***** DATA FOR THE TASK *****
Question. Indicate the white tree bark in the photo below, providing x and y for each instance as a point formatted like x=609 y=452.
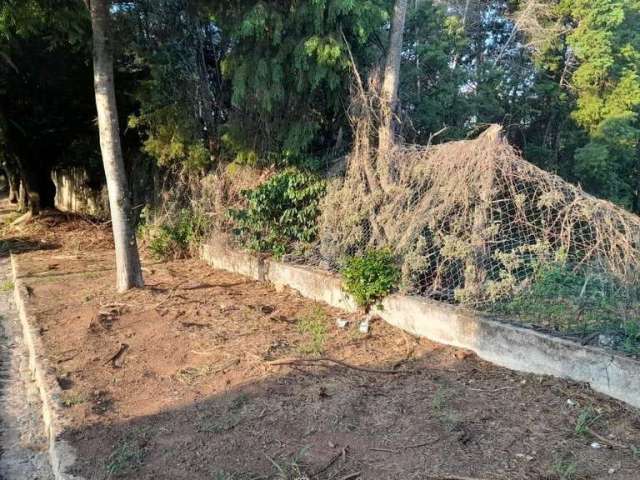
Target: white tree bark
x=391 y=79
x=128 y=269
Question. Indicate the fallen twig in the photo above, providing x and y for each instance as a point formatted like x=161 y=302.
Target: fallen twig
x=115 y=360
x=333 y=460
x=351 y=476
x=312 y=361
x=388 y=450
x=606 y=440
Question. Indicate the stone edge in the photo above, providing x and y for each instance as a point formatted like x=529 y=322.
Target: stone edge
x=501 y=343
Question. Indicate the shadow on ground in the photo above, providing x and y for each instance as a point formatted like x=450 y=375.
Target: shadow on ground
x=329 y=423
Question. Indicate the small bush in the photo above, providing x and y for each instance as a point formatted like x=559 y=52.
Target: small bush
x=371 y=277
x=280 y=212
x=174 y=237
x=313 y=325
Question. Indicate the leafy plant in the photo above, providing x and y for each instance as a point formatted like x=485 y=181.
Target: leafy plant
x=564 y=468
x=371 y=277
x=281 y=211
x=173 y=238
x=313 y=324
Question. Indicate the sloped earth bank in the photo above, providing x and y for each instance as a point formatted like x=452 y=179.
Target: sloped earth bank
x=178 y=381
x=23 y=445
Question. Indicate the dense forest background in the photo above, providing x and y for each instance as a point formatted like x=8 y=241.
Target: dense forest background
x=207 y=84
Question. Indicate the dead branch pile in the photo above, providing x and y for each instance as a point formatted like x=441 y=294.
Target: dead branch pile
x=472 y=219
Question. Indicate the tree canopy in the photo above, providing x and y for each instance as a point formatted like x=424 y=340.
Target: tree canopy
x=207 y=83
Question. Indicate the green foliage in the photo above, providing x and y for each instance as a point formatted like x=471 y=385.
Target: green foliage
x=606 y=42
x=125 y=459
x=289 y=72
x=564 y=467
x=169 y=139
x=371 y=277
x=173 y=237
x=281 y=211
x=569 y=300
x=313 y=324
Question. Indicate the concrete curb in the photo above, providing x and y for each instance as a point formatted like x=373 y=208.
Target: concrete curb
x=500 y=343
x=61 y=454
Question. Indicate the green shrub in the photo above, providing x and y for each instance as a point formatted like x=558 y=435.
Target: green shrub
x=371 y=277
x=174 y=237
x=281 y=211
x=313 y=324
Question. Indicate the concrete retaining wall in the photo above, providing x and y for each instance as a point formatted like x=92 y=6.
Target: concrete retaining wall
x=500 y=343
x=74 y=193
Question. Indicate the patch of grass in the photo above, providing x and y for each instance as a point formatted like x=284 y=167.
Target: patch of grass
x=313 y=324
x=239 y=402
x=6 y=286
x=564 y=468
x=70 y=399
x=289 y=468
x=126 y=458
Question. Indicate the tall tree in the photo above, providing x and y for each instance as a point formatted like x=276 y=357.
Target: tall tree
x=128 y=269
x=391 y=78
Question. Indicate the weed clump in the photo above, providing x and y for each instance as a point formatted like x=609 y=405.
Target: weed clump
x=370 y=277
x=279 y=213
x=174 y=236
x=313 y=325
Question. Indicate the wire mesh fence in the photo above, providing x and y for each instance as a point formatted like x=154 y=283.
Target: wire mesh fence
x=471 y=223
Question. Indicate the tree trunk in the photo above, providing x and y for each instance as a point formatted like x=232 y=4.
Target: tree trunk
x=13 y=182
x=128 y=269
x=391 y=79
x=22 y=198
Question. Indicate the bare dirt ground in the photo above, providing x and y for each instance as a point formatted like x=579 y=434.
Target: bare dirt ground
x=180 y=380
x=23 y=445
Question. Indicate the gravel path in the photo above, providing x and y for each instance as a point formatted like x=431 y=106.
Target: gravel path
x=23 y=446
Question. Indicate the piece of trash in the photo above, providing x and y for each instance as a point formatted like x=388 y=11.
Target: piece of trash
x=364 y=326
x=341 y=322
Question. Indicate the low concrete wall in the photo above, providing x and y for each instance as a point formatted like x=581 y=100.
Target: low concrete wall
x=75 y=194
x=500 y=343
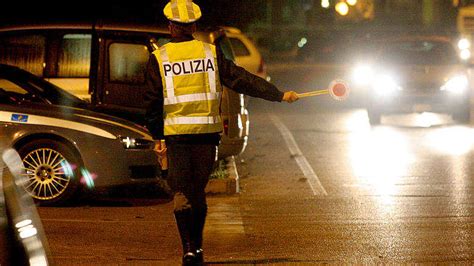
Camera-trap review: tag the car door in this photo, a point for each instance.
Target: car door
(121, 80)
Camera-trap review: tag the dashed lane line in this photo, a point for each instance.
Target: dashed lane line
(296, 153)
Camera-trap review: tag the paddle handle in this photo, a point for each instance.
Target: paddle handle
(313, 93)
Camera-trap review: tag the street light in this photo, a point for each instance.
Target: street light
(325, 3)
(342, 8)
(351, 2)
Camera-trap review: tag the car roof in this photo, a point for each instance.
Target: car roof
(85, 26)
(98, 26)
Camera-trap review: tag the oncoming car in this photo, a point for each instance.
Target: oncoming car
(65, 149)
(416, 74)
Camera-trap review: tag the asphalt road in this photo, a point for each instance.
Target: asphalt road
(318, 185)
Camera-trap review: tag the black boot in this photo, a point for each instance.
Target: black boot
(199, 218)
(184, 220)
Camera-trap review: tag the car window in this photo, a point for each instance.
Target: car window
(9, 86)
(419, 52)
(12, 93)
(128, 62)
(75, 56)
(239, 47)
(26, 52)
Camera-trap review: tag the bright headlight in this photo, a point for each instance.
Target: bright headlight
(464, 44)
(362, 74)
(133, 143)
(385, 85)
(457, 84)
(465, 54)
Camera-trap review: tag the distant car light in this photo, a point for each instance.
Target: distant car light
(465, 54)
(362, 75)
(385, 85)
(136, 143)
(457, 84)
(464, 44)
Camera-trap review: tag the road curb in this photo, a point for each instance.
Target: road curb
(228, 185)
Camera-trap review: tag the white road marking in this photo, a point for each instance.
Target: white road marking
(296, 153)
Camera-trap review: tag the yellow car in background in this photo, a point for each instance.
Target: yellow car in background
(246, 53)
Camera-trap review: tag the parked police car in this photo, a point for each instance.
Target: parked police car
(105, 64)
(67, 149)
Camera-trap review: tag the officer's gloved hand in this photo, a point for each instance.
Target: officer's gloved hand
(290, 96)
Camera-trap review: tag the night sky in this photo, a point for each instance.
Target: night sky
(220, 12)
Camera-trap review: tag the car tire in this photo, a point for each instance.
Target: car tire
(375, 118)
(52, 171)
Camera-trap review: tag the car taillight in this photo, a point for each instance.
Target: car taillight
(262, 68)
(226, 126)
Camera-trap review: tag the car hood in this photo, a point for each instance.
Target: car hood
(115, 127)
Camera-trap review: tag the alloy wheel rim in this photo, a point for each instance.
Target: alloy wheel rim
(48, 173)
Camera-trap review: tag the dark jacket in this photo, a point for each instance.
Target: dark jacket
(234, 77)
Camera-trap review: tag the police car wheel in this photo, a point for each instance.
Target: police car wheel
(52, 171)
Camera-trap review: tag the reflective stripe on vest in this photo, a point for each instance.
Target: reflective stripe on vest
(191, 87)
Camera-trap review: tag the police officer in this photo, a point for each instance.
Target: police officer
(185, 78)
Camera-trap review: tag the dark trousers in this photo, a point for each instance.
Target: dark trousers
(190, 166)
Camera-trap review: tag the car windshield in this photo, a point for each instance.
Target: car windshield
(19, 85)
(419, 52)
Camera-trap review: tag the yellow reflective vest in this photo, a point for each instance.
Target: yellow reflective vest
(191, 87)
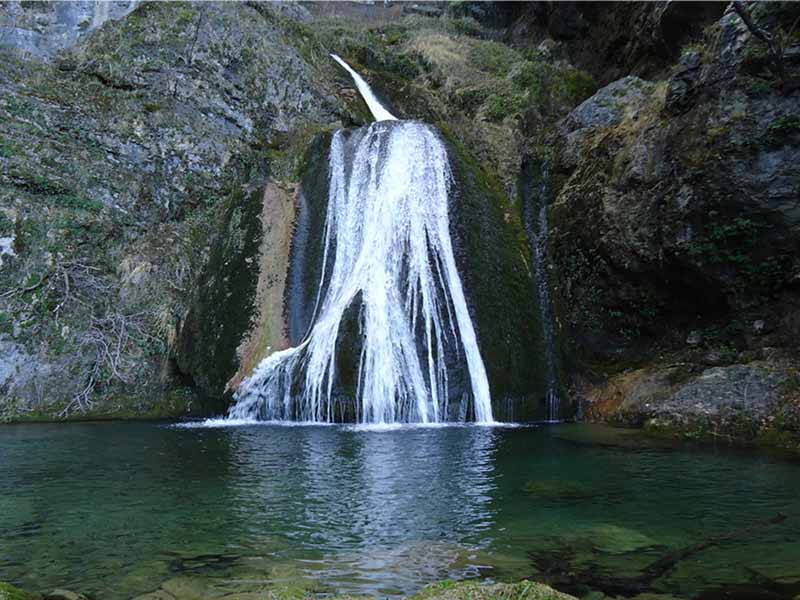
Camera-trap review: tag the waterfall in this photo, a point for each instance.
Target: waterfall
(377, 109)
(387, 252)
(535, 217)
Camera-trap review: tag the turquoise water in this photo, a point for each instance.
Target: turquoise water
(117, 509)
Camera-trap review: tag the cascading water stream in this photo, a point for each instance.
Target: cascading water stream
(387, 251)
(535, 217)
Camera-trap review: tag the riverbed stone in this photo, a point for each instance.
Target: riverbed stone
(60, 594)
(10, 592)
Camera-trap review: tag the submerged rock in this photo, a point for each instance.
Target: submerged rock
(10, 592)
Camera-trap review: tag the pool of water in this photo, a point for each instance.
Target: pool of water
(117, 509)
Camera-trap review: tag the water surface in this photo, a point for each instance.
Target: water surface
(116, 509)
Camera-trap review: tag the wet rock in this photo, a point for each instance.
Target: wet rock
(749, 389)
(605, 108)
(64, 595)
(10, 592)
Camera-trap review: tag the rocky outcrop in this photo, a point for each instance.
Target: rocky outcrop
(757, 402)
(637, 38)
(42, 29)
(118, 158)
(676, 231)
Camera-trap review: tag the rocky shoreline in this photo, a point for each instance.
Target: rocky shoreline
(185, 589)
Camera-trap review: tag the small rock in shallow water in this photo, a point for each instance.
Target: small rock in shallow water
(9, 592)
(64, 595)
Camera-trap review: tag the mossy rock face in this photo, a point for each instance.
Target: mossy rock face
(224, 308)
(471, 590)
(494, 262)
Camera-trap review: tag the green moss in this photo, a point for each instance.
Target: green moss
(473, 590)
(502, 106)
(782, 130)
(497, 280)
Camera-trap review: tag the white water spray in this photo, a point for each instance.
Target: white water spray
(377, 109)
(387, 251)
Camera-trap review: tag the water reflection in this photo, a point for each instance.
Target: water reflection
(368, 502)
(114, 510)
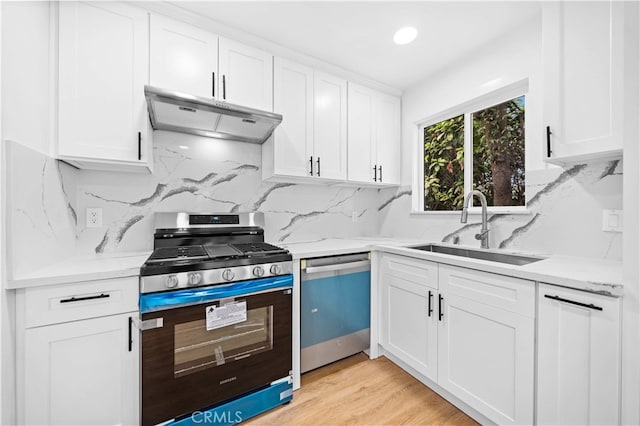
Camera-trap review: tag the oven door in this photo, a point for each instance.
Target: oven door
(207, 345)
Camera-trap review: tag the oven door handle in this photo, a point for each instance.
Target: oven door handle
(153, 302)
(336, 267)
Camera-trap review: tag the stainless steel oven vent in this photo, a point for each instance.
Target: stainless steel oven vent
(184, 113)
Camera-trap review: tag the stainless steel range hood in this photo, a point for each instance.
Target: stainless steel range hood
(180, 112)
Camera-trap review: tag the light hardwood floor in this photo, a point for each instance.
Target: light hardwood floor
(360, 391)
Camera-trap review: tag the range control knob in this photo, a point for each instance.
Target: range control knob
(194, 278)
(258, 271)
(171, 281)
(228, 274)
(275, 269)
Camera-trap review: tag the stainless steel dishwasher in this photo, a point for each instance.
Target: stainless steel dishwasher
(335, 308)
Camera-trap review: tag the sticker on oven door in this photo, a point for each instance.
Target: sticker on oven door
(222, 316)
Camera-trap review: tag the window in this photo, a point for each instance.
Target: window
(482, 149)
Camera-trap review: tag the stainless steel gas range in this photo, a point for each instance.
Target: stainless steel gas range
(216, 307)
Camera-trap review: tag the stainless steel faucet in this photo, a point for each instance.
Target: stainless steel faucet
(483, 236)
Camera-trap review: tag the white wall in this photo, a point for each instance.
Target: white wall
(502, 62)
(26, 82)
(25, 96)
(565, 206)
(631, 272)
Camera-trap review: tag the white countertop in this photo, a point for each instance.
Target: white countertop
(83, 268)
(594, 275)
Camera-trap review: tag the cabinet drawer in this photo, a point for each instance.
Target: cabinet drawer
(70, 302)
(507, 293)
(421, 272)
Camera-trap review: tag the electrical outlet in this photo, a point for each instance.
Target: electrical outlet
(94, 217)
(612, 220)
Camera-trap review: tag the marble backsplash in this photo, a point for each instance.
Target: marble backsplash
(564, 215)
(41, 214)
(47, 201)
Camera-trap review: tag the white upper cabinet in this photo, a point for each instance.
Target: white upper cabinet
(183, 58)
(578, 357)
(311, 143)
(293, 138)
(246, 75)
(330, 126)
(103, 65)
(374, 137)
(583, 63)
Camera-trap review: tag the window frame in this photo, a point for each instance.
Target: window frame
(495, 97)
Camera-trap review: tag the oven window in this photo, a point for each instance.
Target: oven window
(197, 348)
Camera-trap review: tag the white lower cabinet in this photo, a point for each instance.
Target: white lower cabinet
(83, 371)
(486, 342)
(469, 331)
(410, 328)
(578, 357)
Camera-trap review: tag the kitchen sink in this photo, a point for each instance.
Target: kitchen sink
(492, 256)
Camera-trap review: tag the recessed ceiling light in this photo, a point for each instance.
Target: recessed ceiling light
(405, 35)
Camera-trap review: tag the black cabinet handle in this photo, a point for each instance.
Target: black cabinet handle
(573, 302)
(81, 299)
(130, 334)
(224, 87)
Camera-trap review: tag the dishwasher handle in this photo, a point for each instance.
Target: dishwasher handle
(336, 267)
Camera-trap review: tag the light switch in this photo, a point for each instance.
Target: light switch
(612, 220)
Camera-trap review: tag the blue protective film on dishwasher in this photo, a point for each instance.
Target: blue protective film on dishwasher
(192, 296)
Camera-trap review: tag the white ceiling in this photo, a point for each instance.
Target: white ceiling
(357, 35)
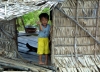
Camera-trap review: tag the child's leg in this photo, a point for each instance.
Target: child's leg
(46, 59)
(40, 59)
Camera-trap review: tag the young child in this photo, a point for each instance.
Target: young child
(43, 41)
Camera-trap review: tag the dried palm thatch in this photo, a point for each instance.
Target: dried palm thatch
(76, 37)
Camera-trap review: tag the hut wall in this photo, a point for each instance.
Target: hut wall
(68, 38)
(8, 37)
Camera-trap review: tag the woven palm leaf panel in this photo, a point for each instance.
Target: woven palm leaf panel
(8, 38)
(76, 28)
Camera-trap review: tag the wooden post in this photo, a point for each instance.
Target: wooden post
(75, 40)
(97, 23)
(23, 23)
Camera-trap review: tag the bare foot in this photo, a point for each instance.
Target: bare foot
(46, 63)
(41, 63)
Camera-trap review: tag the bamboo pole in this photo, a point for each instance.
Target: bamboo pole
(23, 23)
(97, 23)
(75, 39)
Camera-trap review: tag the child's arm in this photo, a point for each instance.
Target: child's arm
(40, 26)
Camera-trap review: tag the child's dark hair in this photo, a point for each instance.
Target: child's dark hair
(45, 15)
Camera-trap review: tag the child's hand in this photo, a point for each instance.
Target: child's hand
(39, 23)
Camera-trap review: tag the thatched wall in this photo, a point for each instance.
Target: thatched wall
(73, 47)
(8, 37)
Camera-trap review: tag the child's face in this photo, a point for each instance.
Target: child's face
(44, 21)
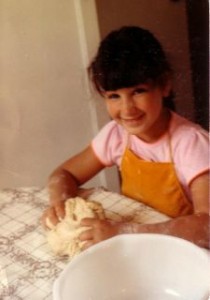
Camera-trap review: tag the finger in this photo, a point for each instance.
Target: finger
(49, 218)
(88, 245)
(60, 210)
(86, 235)
(88, 221)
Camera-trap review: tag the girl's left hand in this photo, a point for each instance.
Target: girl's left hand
(99, 230)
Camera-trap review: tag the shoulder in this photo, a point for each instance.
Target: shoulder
(185, 132)
(108, 143)
(109, 131)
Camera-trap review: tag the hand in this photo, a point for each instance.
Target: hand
(100, 230)
(53, 213)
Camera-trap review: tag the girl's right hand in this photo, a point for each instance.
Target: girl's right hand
(53, 214)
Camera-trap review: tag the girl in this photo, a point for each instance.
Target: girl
(162, 157)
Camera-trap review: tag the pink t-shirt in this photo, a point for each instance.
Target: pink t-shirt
(189, 143)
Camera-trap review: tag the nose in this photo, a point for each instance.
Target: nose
(127, 105)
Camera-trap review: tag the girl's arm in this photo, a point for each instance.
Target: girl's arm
(65, 181)
(194, 228)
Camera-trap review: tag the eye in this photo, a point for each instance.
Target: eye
(112, 96)
(139, 90)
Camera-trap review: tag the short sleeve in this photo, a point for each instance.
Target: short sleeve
(108, 144)
(193, 154)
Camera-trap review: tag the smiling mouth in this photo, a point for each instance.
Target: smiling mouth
(133, 121)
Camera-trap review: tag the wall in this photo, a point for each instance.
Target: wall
(168, 21)
(45, 113)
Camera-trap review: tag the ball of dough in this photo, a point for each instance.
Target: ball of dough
(63, 238)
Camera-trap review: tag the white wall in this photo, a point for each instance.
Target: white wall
(45, 110)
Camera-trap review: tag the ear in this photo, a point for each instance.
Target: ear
(167, 87)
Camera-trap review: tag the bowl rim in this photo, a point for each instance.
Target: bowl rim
(204, 253)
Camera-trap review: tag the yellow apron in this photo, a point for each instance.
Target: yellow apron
(154, 184)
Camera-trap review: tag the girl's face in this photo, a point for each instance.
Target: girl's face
(140, 110)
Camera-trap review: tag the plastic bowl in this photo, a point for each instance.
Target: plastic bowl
(137, 267)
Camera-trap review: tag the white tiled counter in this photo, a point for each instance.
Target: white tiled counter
(27, 266)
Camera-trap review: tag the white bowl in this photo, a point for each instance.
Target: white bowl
(137, 267)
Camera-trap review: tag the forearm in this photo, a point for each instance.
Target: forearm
(62, 185)
(194, 228)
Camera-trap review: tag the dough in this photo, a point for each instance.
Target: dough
(63, 237)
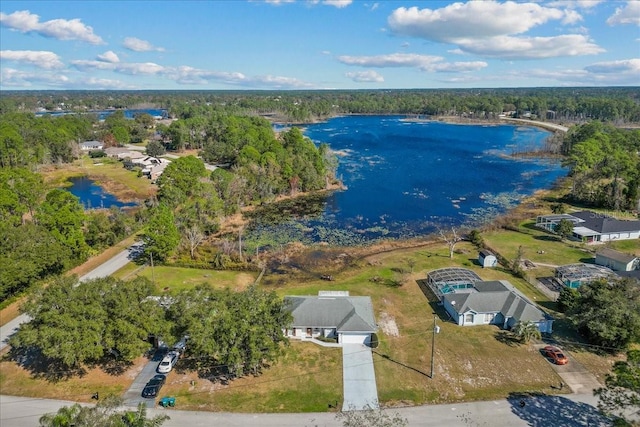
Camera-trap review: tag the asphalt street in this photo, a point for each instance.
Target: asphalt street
(574, 410)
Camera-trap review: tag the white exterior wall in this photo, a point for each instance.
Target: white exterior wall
(620, 236)
(452, 312)
(355, 338)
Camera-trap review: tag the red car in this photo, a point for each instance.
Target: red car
(555, 354)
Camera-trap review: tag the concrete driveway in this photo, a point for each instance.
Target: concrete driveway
(574, 375)
(106, 269)
(359, 378)
(133, 396)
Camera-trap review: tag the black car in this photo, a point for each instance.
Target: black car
(152, 388)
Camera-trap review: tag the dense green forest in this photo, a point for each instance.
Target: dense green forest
(619, 105)
(107, 321)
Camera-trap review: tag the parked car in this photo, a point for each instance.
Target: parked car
(181, 346)
(168, 361)
(555, 354)
(153, 386)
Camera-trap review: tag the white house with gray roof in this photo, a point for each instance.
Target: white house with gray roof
(494, 303)
(593, 227)
(332, 315)
(617, 261)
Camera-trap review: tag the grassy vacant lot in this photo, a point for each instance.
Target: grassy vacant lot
(109, 173)
(305, 379)
(175, 279)
(18, 381)
(476, 363)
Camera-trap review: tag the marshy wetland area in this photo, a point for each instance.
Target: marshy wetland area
(478, 363)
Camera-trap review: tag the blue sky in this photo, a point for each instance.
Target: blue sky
(317, 44)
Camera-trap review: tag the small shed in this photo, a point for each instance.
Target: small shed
(487, 259)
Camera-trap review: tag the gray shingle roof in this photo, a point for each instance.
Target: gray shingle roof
(346, 314)
(604, 223)
(615, 255)
(492, 297)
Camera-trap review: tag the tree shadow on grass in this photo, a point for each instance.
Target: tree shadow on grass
(506, 337)
(41, 367)
(539, 409)
(386, 357)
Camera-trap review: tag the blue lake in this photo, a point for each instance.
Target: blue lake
(409, 178)
(92, 196)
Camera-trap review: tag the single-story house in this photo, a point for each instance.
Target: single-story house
(145, 161)
(593, 227)
(332, 315)
(574, 275)
(116, 151)
(91, 145)
(617, 261)
(155, 170)
(132, 155)
(494, 303)
(449, 280)
(487, 259)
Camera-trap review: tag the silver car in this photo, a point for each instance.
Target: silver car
(168, 362)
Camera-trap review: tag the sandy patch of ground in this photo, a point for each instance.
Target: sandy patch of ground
(388, 325)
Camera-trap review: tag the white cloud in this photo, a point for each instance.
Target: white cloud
(338, 3)
(37, 58)
(365, 76)
(571, 17)
(492, 29)
(108, 56)
(10, 77)
(470, 20)
(132, 68)
(138, 45)
(575, 4)
(506, 47)
(622, 72)
(193, 76)
(60, 29)
(628, 14)
(412, 60)
(392, 60)
(631, 66)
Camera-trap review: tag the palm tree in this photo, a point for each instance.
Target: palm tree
*****
- _TASK INSTRUCTIONS_
I'd like the lines above from the one with "Camera-trap review: tag the pink" up to and including the one with "Camera-trap review: tag the wall" copied exactly, with no other lines.

- _ANSWER TO THIS EXERCISE_
Camera-trap review: tag the pink t-shirt in this photo, a point for each instance.
Target: pink t-shirt
(189, 143)
Camera-trap review: tag the nose in this photo, a point for each instance.
Target: nose
(127, 105)
Camera-trap review: tag the girl's arm in this photo, a point for each instance.
Target: girl's arm
(65, 181)
(194, 228)
Camera-trap review: tag the eye in this photo, a point for each instance.
Target: eye
(112, 96)
(139, 90)
Camera-trap review: tag the short sleeve in this photo, a point for each instance.
Target: short sleeve
(108, 144)
(193, 154)
Camera-trap review: tag the smiling mouth in this photo, a point for each instance.
Target: smiling mouth
(133, 121)
Camera-trap review: tag the wall in this photo, a point for each instance.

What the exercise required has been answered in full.